## Direction
Render every line of the listing as a Markdown table with the columns Row and Listing line, leaving out the blank lines.

## Raw data

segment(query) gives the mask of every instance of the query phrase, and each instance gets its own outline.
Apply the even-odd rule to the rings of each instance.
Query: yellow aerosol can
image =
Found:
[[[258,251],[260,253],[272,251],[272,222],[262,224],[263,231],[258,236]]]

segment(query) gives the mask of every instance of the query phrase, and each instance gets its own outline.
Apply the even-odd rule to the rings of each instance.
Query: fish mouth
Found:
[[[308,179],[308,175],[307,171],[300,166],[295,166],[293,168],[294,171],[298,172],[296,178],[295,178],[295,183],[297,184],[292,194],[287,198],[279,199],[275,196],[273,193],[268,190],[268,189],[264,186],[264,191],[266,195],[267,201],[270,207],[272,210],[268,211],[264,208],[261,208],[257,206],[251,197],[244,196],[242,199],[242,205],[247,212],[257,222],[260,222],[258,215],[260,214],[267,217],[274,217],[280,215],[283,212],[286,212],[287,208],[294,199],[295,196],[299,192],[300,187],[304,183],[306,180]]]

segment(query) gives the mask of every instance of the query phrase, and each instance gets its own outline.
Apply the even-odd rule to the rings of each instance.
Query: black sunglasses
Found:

## Answer
| Row | Listing line |
|---|---|
| 1 | segment(query) gives the mask of every instance of the query phrase, and each instance gets its own outline. |
| 2 | Apply the even-odd rule to the rings of each instance. |
| 3 | Query: yellow aerosol can |
| 4 | image = |
| 5 | Found: |
| 6 | [[[258,251],[260,253],[272,251],[272,222],[262,224],[263,231],[258,236]]] |
| 7 | segment(query) gives the mask of every instance of the query phrase, and each instance gets its own outline. |
| 8 | Apply the even-odd rule to the rings of each instance. |
| 9 | Query: fish mouth |
| 10 | Found: |
| 11 | [[[308,179],[308,175],[307,171],[300,166],[295,166],[293,168],[294,171],[298,172],[296,178],[295,178],[295,183],[297,184],[292,194],[287,198],[279,199],[275,196],[273,193],[268,190],[268,189],[264,186],[264,191],[266,195],[267,201],[270,207],[272,210],[268,211],[264,208],[261,208],[257,206],[251,197],[244,196],[242,199],[242,205],[247,212],[257,222],[260,222],[258,215],[260,214],[267,217],[274,217],[280,215],[283,212],[286,212],[287,208],[294,199],[295,196],[299,192],[300,187],[304,183],[306,180]]] |
| 12 | segment(query) gives the mask of every instance of the query phrase, and each instance gets its own outline. |
| 13 | Apply the even-odd rule to the rings of each instance. |
| 14 | Query: black sunglasses |
| 15 | Found: |